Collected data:
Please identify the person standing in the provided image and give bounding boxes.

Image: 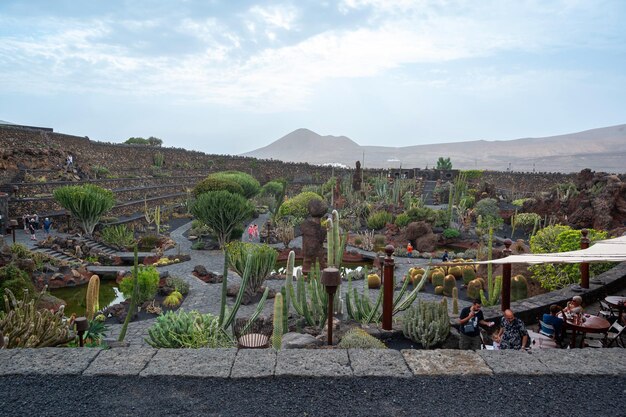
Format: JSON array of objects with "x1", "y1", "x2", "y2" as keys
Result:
[
  {"x1": 442, "y1": 250, "x2": 449, "y2": 262},
  {"x1": 494, "y1": 309, "x2": 529, "y2": 350},
  {"x1": 28, "y1": 218, "x2": 37, "y2": 241},
  {"x1": 253, "y1": 224, "x2": 259, "y2": 240},
  {"x1": 43, "y1": 217, "x2": 52, "y2": 236},
  {"x1": 458, "y1": 299, "x2": 494, "y2": 350},
  {"x1": 247, "y1": 224, "x2": 254, "y2": 241},
  {"x1": 406, "y1": 242, "x2": 413, "y2": 261}
]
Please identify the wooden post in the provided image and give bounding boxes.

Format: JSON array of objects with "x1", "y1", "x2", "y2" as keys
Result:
[
  {"x1": 501, "y1": 239, "x2": 513, "y2": 312},
  {"x1": 580, "y1": 229, "x2": 590, "y2": 289},
  {"x1": 382, "y1": 245, "x2": 395, "y2": 330}
]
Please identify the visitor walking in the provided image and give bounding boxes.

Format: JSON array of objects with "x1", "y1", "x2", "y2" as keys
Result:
[
  {"x1": 253, "y1": 224, "x2": 259, "y2": 240},
  {"x1": 28, "y1": 218, "x2": 37, "y2": 241},
  {"x1": 43, "y1": 217, "x2": 52, "y2": 236},
  {"x1": 247, "y1": 224, "x2": 254, "y2": 241},
  {"x1": 22, "y1": 214, "x2": 29, "y2": 234},
  {"x1": 442, "y1": 250, "x2": 449, "y2": 262},
  {"x1": 406, "y1": 242, "x2": 413, "y2": 262},
  {"x1": 458, "y1": 299, "x2": 494, "y2": 350}
]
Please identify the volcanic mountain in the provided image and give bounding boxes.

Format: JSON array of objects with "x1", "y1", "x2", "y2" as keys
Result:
[{"x1": 242, "y1": 125, "x2": 626, "y2": 173}]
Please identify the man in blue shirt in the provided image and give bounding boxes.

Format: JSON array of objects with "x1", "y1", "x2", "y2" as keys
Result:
[{"x1": 542, "y1": 304, "x2": 564, "y2": 342}]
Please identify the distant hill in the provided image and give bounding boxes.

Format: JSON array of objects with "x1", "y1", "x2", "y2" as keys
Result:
[{"x1": 242, "y1": 125, "x2": 626, "y2": 173}]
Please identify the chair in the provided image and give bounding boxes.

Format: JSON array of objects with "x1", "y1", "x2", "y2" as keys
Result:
[
  {"x1": 479, "y1": 331, "x2": 495, "y2": 350},
  {"x1": 597, "y1": 300, "x2": 617, "y2": 322},
  {"x1": 539, "y1": 320, "x2": 555, "y2": 338},
  {"x1": 586, "y1": 321, "x2": 625, "y2": 348}
]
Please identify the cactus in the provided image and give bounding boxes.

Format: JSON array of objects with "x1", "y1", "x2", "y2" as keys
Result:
[
  {"x1": 286, "y1": 262, "x2": 328, "y2": 328},
  {"x1": 434, "y1": 285, "x2": 444, "y2": 295},
  {"x1": 346, "y1": 267, "x2": 429, "y2": 324},
  {"x1": 467, "y1": 279, "x2": 483, "y2": 300},
  {"x1": 226, "y1": 241, "x2": 277, "y2": 302},
  {"x1": 0, "y1": 288, "x2": 73, "y2": 348},
  {"x1": 367, "y1": 273, "x2": 381, "y2": 289},
  {"x1": 271, "y1": 292, "x2": 283, "y2": 350},
  {"x1": 443, "y1": 274, "x2": 456, "y2": 297},
  {"x1": 452, "y1": 287, "x2": 459, "y2": 314},
  {"x1": 338, "y1": 328, "x2": 386, "y2": 349},
  {"x1": 432, "y1": 270, "x2": 445, "y2": 287},
  {"x1": 448, "y1": 265, "x2": 462, "y2": 279},
  {"x1": 326, "y1": 210, "x2": 346, "y2": 268},
  {"x1": 462, "y1": 266, "x2": 476, "y2": 285},
  {"x1": 163, "y1": 291, "x2": 183, "y2": 308},
  {"x1": 511, "y1": 275, "x2": 528, "y2": 301},
  {"x1": 402, "y1": 299, "x2": 450, "y2": 349},
  {"x1": 146, "y1": 310, "x2": 233, "y2": 349},
  {"x1": 479, "y1": 227, "x2": 501, "y2": 307},
  {"x1": 119, "y1": 246, "x2": 140, "y2": 342},
  {"x1": 85, "y1": 274, "x2": 100, "y2": 320}
]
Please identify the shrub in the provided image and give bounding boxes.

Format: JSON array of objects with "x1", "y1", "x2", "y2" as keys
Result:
[
  {"x1": 261, "y1": 181, "x2": 284, "y2": 197},
  {"x1": 166, "y1": 276, "x2": 190, "y2": 296},
  {"x1": 119, "y1": 265, "x2": 159, "y2": 303},
  {"x1": 9, "y1": 243, "x2": 30, "y2": 259},
  {"x1": 53, "y1": 184, "x2": 115, "y2": 236},
  {"x1": 338, "y1": 328, "x2": 386, "y2": 349},
  {"x1": 146, "y1": 310, "x2": 234, "y2": 348},
  {"x1": 163, "y1": 291, "x2": 183, "y2": 308},
  {"x1": 474, "y1": 198, "x2": 502, "y2": 228},
  {"x1": 205, "y1": 171, "x2": 260, "y2": 199},
  {"x1": 394, "y1": 213, "x2": 410, "y2": 228},
  {"x1": 512, "y1": 198, "x2": 534, "y2": 207},
  {"x1": 92, "y1": 165, "x2": 111, "y2": 179},
  {"x1": 405, "y1": 221, "x2": 431, "y2": 242},
  {"x1": 442, "y1": 228, "x2": 460, "y2": 239},
  {"x1": 513, "y1": 212, "x2": 541, "y2": 231},
  {"x1": 277, "y1": 192, "x2": 324, "y2": 220},
  {"x1": 226, "y1": 241, "x2": 278, "y2": 299},
  {"x1": 193, "y1": 177, "x2": 244, "y2": 197},
  {"x1": 406, "y1": 206, "x2": 437, "y2": 224},
  {"x1": 0, "y1": 264, "x2": 35, "y2": 312},
  {"x1": 192, "y1": 191, "x2": 254, "y2": 248},
  {"x1": 138, "y1": 234, "x2": 161, "y2": 251},
  {"x1": 529, "y1": 225, "x2": 612, "y2": 290},
  {"x1": 367, "y1": 210, "x2": 393, "y2": 230},
  {"x1": 101, "y1": 225, "x2": 136, "y2": 248}
]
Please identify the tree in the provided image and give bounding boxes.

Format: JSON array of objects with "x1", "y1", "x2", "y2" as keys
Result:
[
  {"x1": 53, "y1": 184, "x2": 115, "y2": 236},
  {"x1": 436, "y1": 157, "x2": 452, "y2": 170},
  {"x1": 191, "y1": 191, "x2": 254, "y2": 249}
]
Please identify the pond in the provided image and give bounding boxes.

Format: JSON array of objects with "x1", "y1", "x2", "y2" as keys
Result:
[{"x1": 51, "y1": 280, "x2": 126, "y2": 317}]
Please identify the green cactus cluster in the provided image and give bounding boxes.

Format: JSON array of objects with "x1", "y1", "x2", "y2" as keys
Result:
[
  {"x1": 226, "y1": 241, "x2": 277, "y2": 301},
  {"x1": 285, "y1": 262, "x2": 328, "y2": 329},
  {"x1": 0, "y1": 288, "x2": 74, "y2": 348},
  {"x1": 479, "y1": 228, "x2": 501, "y2": 307},
  {"x1": 402, "y1": 298, "x2": 450, "y2": 349}
]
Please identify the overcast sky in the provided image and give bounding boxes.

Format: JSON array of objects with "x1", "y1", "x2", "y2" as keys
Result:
[{"x1": 1, "y1": 0, "x2": 624, "y2": 154}]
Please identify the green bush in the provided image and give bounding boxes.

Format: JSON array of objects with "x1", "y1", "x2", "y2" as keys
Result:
[
  {"x1": 394, "y1": 213, "x2": 410, "y2": 227},
  {"x1": 205, "y1": 171, "x2": 260, "y2": 199},
  {"x1": 442, "y1": 228, "x2": 460, "y2": 239},
  {"x1": 146, "y1": 310, "x2": 234, "y2": 348},
  {"x1": 101, "y1": 225, "x2": 136, "y2": 248},
  {"x1": 192, "y1": 191, "x2": 254, "y2": 248},
  {"x1": 530, "y1": 225, "x2": 612, "y2": 290},
  {"x1": 512, "y1": 198, "x2": 534, "y2": 207},
  {"x1": 193, "y1": 177, "x2": 244, "y2": 197},
  {"x1": 53, "y1": 184, "x2": 115, "y2": 236},
  {"x1": 9, "y1": 243, "x2": 30, "y2": 259},
  {"x1": 138, "y1": 234, "x2": 161, "y2": 251},
  {"x1": 277, "y1": 192, "x2": 324, "y2": 220},
  {"x1": 406, "y1": 206, "x2": 437, "y2": 224},
  {"x1": 475, "y1": 198, "x2": 502, "y2": 229},
  {"x1": 261, "y1": 181, "x2": 284, "y2": 197},
  {"x1": 367, "y1": 210, "x2": 393, "y2": 230},
  {"x1": 513, "y1": 212, "x2": 541, "y2": 231},
  {"x1": 338, "y1": 328, "x2": 386, "y2": 349},
  {"x1": 119, "y1": 265, "x2": 159, "y2": 303},
  {"x1": 461, "y1": 170, "x2": 483, "y2": 180},
  {"x1": 0, "y1": 264, "x2": 34, "y2": 311}
]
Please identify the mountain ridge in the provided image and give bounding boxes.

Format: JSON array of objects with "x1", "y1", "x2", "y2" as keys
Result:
[{"x1": 242, "y1": 124, "x2": 626, "y2": 172}]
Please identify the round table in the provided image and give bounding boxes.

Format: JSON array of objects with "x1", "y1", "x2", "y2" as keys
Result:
[
  {"x1": 560, "y1": 313, "x2": 610, "y2": 348},
  {"x1": 605, "y1": 296, "x2": 626, "y2": 324}
]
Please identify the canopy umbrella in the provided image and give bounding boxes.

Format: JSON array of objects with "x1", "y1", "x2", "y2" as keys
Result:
[{"x1": 475, "y1": 235, "x2": 626, "y2": 265}]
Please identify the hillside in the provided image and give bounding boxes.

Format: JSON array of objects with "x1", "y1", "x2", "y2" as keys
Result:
[{"x1": 242, "y1": 125, "x2": 626, "y2": 172}]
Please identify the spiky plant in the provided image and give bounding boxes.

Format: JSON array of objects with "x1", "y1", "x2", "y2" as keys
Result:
[{"x1": 53, "y1": 184, "x2": 115, "y2": 236}]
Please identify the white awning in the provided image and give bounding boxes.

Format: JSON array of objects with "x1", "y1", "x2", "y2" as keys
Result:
[{"x1": 476, "y1": 235, "x2": 626, "y2": 265}]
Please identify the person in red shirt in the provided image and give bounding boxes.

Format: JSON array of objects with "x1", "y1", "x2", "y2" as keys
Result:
[{"x1": 407, "y1": 242, "x2": 413, "y2": 261}]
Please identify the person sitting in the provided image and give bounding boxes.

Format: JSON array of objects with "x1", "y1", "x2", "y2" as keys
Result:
[
  {"x1": 563, "y1": 296, "x2": 583, "y2": 315},
  {"x1": 541, "y1": 304, "x2": 564, "y2": 342},
  {"x1": 494, "y1": 309, "x2": 528, "y2": 350}
]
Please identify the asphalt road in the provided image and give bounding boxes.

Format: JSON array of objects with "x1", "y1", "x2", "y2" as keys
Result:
[{"x1": 0, "y1": 375, "x2": 624, "y2": 417}]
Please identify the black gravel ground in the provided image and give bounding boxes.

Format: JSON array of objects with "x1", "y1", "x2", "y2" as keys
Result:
[{"x1": 0, "y1": 375, "x2": 624, "y2": 417}]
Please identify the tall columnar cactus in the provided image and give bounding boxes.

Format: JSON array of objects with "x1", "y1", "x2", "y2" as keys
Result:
[
  {"x1": 85, "y1": 274, "x2": 100, "y2": 320},
  {"x1": 480, "y1": 227, "x2": 501, "y2": 306},
  {"x1": 144, "y1": 200, "x2": 162, "y2": 234},
  {"x1": 326, "y1": 210, "x2": 345, "y2": 268},
  {"x1": 402, "y1": 298, "x2": 450, "y2": 349},
  {"x1": 443, "y1": 274, "x2": 456, "y2": 297},
  {"x1": 511, "y1": 275, "x2": 528, "y2": 301},
  {"x1": 119, "y1": 246, "x2": 139, "y2": 342},
  {"x1": 286, "y1": 263, "x2": 327, "y2": 328},
  {"x1": 0, "y1": 288, "x2": 73, "y2": 348},
  {"x1": 452, "y1": 287, "x2": 459, "y2": 315},
  {"x1": 272, "y1": 292, "x2": 283, "y2": 351}
]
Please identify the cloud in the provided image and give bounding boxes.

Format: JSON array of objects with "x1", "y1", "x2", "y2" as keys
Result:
[{"x1": 0, "y1": 1, "x2": 623, "y2": 111}]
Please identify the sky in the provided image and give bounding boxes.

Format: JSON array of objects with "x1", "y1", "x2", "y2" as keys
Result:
[{"x1": 0, "y1": 0, "x2": 625, "y2": 155}]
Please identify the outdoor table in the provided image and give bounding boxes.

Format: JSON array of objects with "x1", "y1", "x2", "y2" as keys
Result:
[
  {"x1": 605, "y1": 296, "x2": 626, "y2": 324},
  {"x1": 559, "y1": 313, "x2": 610, "y2": 348}
]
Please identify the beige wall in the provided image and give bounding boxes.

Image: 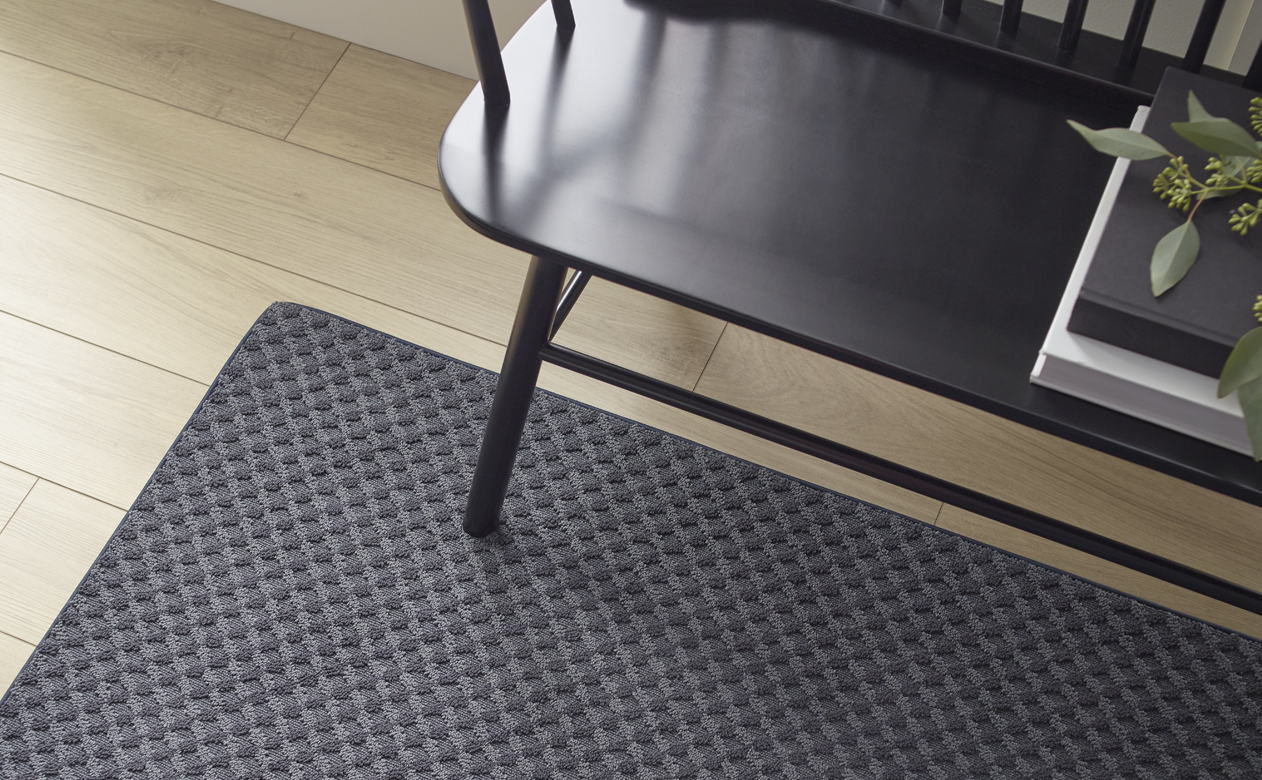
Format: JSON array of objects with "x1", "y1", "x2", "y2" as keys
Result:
[{"x1": 213, "y1": 0, "x2": 545, "y2": 79}]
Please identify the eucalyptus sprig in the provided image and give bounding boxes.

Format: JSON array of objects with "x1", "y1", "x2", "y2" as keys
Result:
[
  {"x1": 1069, "y1": 92, "x2": 1262, "y2": 296},
  {"x1": 1220, "y1": 298, "x2": 1262, "y2": 459},
  {"x1": 1070, "y1": 92, "x2": 1262, "y2": 459}
]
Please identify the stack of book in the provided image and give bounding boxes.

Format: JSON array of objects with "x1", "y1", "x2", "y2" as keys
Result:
[{"x1": 1032, "y1": 69, "x2": 1262, "y2": 456}]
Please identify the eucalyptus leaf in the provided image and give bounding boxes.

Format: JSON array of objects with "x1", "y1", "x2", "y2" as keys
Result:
[
  {"x1": 1066, "y1": 120, "x2": 1170, "y2": 161},
  {"x1": 1187, "y1": 91, "x2": 1214, "y2": 122},
  {"x1": 1236, "y1": 377, "x2": 1262, "y2": 461},
  {"x1": 1150, "y1": 221, "x2": 1200, "y2": 296},
  {"x1": 1171, "y1": 118, "x2": 1262, "y2": 159},
  {"x1": 1218, "y1": 327, "x2": 1262, "y2": 397}
]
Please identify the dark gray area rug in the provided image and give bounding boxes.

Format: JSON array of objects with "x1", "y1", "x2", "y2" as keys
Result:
[{"x1": 2, "y1": 302, "x2": 1260, "y2": 779}]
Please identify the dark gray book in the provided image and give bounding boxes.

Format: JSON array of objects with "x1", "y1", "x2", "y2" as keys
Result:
[
  {"x1": 1033, "y1": 106, "x2": 1251, "y2": 456},
  {"x1": 1067, "y1": 68, "x2": 1262, "y2": 378}
]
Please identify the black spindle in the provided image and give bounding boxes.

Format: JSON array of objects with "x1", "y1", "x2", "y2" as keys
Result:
[
  {"x1": 1245, "y1": 40, "x2": 1262, "y2": 90},
  {"x1": 1000, "y1": 0, "x2": 1023, "y2": 36},
  {"x1": 1059, "y1": 0, "x2": 1089, "y2": 51},
  {"x1": 462, "y1": 0, "x2": 510, "y2": 105},
  {"x1": 1183, "y1": 0, "x2": 1227, "y2": 73},
  {"x1": 1118, "y1": 0, "x2": 1156, "y2": 70},
  {"x1": 552, "y1": 0, "x2": 576, "y2": 32},
  {"x1": 549, "y1": 271, "x2": 591, "y2": 339},
  {"x1": 942, "y1": 0, "x2": 962, "y2": 18}
]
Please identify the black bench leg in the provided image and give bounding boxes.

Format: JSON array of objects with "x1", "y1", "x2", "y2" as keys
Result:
[{"x1": 464, "y1": 256, "x2": 568, "y2": 536}]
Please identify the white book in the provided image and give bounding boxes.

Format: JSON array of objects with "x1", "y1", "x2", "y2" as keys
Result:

= What you will do =
Pictures are to be dropped; the lines from the start of the entries above through the line with "Please identify the wooden" are to be given again verbatim.

= Answer for the task =
Please identify the person standing in the provided image and give bounding boxes.

Image: 
Format: JSON array of objects with "x1", "y1", "x2", "y2" as keys
Result:
[
  {"x1": 442, "y1": 250, "x2": 449, "y2": 262},
  {"x1": 494, "y1": 309, "x2": 529, "y2": 350},
  {"x1": 28, "y1": 218, "x2": 37, "y2": 241},
  {"x1": 253, "y1": 224, "x2": 259, "y2": 240},
  {"x1": 43, "y1": 217, "x2": 52, "y2": 236},
  {"x1": 458, "y1": 299, "x2": 494, "y2": 350},
  {"x1": 247, "y1": 224, "x2": 254, "y2": 241},
  {"x1": 406, "y1": 242, "x2": 413, "y2": 261}
]
Please identify the wooden post in the provided image and give bounding boxes.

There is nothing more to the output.